New 3D Printer Draws In Midair Like Magic

New 3D Printer Draws In Midair Like Magic

Lasers and metal were part of 3D printing for decades before the machines became affordable for personal use. But researchers at Harvard are demonstrating a new technique by which 3D metal structures can be printed in midair, without the need for anything supporting them.

If you’re not familiar with the process, 3D printers slowly build up objects layer by layer, relying on the previous layers to support all of the new ones. Objects with parts that hang in midair can typically only be created by adding temporary support materials during the printing process that later have to be removed — an additional time-consuming step, and a waste of materials.

New 3D Printer Draws In Midair Like Magic

What the researchers at Harvard’s Wyss Institute for Biologically Inspired Engineering and John A. Paulson School of Engineering and Applied Sciences have come up with is a special ink made of silver nanoparticles that can be hardened using using a precisely focused laser as it’s being extruded from a nozzle. It’s a technique similar to what 3D printing pens use, except that instead of plastic filament that immediately hardens as it cools, Harvard’s printer creates objects from durable metal.
###
### REQUIRED TASKS
A) Do these statements agree with the 3D printing article? Answer yes or no for each, quoting the words that decide it. (i) The Harvard ink is made of silver nanoparticles. (ii) The new technique needs temporary supports while printing. (iii) Harvard's printer builds objects from plastic filament.
B) Copy word for word the part of the 3D printing article starting at "If you’re not" and ending at "waste of materials.".
C) How might the 3D printing article go on? Continue it from the point where it stops.
The items after the 3D printing article can be ignored.
###
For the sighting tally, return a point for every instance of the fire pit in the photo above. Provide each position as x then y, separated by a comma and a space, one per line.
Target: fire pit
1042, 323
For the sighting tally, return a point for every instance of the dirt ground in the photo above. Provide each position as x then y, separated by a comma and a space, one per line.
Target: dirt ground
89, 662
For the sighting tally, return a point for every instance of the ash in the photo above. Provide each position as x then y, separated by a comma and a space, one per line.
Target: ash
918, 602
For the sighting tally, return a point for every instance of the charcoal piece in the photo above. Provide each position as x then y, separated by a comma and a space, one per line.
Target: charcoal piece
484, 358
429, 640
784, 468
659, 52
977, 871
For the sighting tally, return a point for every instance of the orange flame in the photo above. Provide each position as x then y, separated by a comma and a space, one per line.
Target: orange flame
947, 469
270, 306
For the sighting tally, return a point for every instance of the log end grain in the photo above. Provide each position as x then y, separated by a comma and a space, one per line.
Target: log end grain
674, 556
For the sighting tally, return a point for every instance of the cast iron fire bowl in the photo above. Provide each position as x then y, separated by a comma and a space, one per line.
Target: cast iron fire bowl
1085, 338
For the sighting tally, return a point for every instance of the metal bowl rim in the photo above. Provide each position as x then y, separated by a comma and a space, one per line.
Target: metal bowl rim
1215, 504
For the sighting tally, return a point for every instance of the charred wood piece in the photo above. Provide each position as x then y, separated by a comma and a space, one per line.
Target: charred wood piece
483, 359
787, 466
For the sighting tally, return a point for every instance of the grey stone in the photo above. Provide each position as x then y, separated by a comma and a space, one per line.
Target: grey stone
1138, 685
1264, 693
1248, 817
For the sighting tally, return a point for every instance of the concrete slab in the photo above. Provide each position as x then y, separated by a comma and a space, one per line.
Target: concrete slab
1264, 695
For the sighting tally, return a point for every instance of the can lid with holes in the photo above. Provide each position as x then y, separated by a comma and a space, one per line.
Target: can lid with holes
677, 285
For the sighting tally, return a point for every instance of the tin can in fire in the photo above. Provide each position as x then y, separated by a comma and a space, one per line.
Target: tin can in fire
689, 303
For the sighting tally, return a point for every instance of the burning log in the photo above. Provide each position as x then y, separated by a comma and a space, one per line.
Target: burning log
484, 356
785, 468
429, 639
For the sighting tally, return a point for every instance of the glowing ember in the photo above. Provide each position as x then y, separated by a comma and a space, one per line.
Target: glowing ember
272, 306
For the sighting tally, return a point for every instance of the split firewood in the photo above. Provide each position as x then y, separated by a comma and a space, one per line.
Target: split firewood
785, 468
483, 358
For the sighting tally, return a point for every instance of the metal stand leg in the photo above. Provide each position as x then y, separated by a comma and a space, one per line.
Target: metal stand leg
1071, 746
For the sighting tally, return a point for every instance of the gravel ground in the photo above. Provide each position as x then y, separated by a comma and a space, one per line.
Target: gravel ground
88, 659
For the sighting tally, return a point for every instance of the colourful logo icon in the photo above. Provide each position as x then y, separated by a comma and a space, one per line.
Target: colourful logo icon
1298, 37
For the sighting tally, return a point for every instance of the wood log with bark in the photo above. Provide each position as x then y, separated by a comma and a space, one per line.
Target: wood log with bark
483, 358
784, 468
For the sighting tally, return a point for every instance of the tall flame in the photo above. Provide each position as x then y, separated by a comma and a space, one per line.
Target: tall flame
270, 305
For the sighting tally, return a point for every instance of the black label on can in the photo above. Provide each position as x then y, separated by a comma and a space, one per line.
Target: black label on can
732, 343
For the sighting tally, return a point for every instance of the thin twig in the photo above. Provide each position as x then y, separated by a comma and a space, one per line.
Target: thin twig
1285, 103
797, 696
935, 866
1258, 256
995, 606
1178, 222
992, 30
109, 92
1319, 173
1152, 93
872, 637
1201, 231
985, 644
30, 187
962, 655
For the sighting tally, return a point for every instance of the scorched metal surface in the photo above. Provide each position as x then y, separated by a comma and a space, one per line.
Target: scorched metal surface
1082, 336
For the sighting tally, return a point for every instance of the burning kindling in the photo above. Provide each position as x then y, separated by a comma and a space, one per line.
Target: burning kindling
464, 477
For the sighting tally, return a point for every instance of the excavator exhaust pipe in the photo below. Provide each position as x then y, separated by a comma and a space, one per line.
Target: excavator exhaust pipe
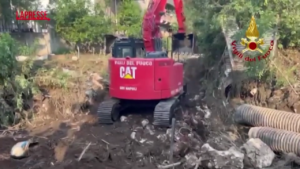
183, 46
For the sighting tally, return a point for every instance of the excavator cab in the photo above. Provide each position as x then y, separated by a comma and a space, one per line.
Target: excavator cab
128, 47
133, 48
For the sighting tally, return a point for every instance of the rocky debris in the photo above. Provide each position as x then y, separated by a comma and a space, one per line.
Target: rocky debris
191, 160
123, 119
264, 95
216, 159
75, 58
145, 122
257, 153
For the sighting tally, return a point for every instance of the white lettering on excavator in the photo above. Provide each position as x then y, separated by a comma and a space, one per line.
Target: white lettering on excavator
144, 63
127, 72
132, 63
119, 62
128, 88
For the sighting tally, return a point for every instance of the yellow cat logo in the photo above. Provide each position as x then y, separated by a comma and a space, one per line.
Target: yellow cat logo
127, 72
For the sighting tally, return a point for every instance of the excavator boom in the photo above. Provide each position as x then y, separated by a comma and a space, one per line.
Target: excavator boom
151, 22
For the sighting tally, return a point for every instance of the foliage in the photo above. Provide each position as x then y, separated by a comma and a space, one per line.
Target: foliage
5, 7
52, 78
130, 18
79, 22
14, 83
206, 17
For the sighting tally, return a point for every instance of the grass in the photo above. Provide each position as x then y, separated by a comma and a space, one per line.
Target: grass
65, 81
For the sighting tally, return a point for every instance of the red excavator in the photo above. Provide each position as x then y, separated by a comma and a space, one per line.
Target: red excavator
141, 74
###
### ANSWERS TO THIS EXERCISE
A)
(i) Yes: "a special ink made of silver nanoparticles"
(ii) No: "without the need for anything supporting them"
(iii) No: "instead of plastic filament that immediately hardens as it cools, Harvard’s printer creates objects from durable metal"

B)
If you’re not familiar with the process, 3D printers slowly build up objects layer by layer, relying on the previous layers to support all of the new ones. Objects with parts that hang in midair can typically only be created by adding temporary support materials during the printing process that later have to be removed — an additional time-consuming step, and a waste of materials.

C)
The custom 3D printer’s nozzle is free to move in all directions as it’s extruding material, and is precise enough to create conductive wires less than the width of a human hair. The machine has the potential to improve how electronics are manufactured, but also how they’re designed given it seemingly has few constraints when it comes to how a circuit is laid out.

It could also revolutionise 3D printing in general, as the techniques developed here could be adapted to work with plastic filament as well, hardening the material as soon as it leaves the extrusion nozzle, allowing more freeform creations to be rapidly created. And let’s not even begin to imagine what this technology could do for the cake decorating industry.